AIM OF THE TASK. Echo every entry below verbatim, reproducing each line without alteration.
----
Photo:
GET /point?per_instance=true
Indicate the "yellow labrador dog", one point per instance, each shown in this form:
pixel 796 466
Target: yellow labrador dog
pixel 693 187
----
THE REPLY.
Photo:
GET /point?per_instance=true
Indicate the "yellow labrador dog", one point per instance, each shown in this form:
pixel 796 466
Target: yellow labrador dog
pixel 693 187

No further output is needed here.